- **Text section**

____________

Yes. It's been observed. Here.
Estimating the human mutation rate using autozygosity in a founder population : Nature Genetics : Nature Research
Knowledge of the rate and pattern of new mutation is critical to the understanding of human disease and evolution. We used extensive autozygosity in a genealogically well-defined population of Hutterites to estimate the human sequence mutation rate over multiple generations. We sequenced whole genomes from
5 parent-offspring trios and identified 44 segments of autozygosity. Using the number of meioses separating each pair of autozygous alleles and the
72 validated heterozygous single-nucleotide variants (SNVs) from 512 Mb of autozygous DNA, we obtained an
SNV mutation rate of 1.20 × 10−8 (95% confidence interval 0.89–1.43 × 10−8) mutations per base pair per generation. The mutation rate for bases within CpG dinucleotides (9.72 × 10−8) was 9.5-fold that of non-CpG bases, and there was strong evidence (
P = 2.67 × 10−4) for a paternal bias in the origin of new mutations (85% paternal). We observed a non-uniform distribution of heterozygous SNVs (both newly identified and known) in the autozygous segments (
P = 0.001), which is suggestive of mutational hotspots or sites of long-range gene conversion.

____________

- **Collected material**
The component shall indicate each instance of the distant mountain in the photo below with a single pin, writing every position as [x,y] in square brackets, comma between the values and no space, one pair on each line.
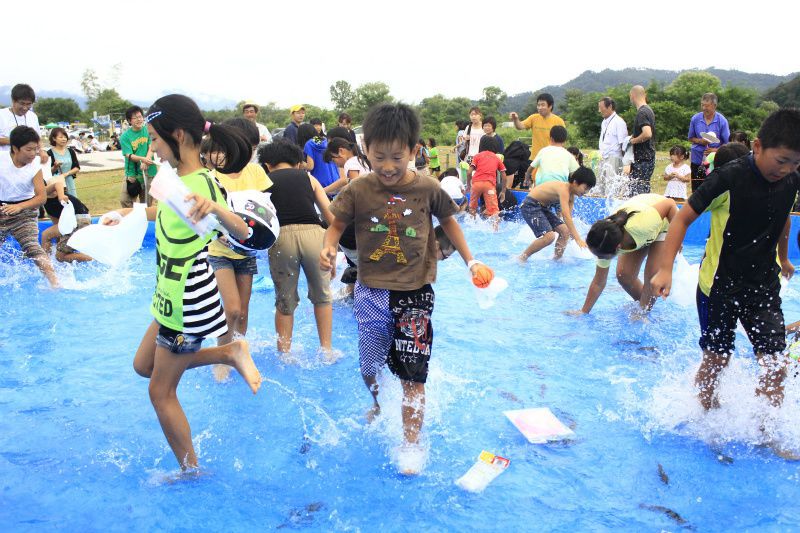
[590,81]
[205,101]
[786,94]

____________

- **Exercise details**
Please explain, in one to three sentences, why the mutation rate abstract says knowing the rate and pattern of new mutation matters. The data has nothing to do with the text.

- **The completed task**
Knowing the rate and pattern of new mutation is critical to understanding human disease and evolution.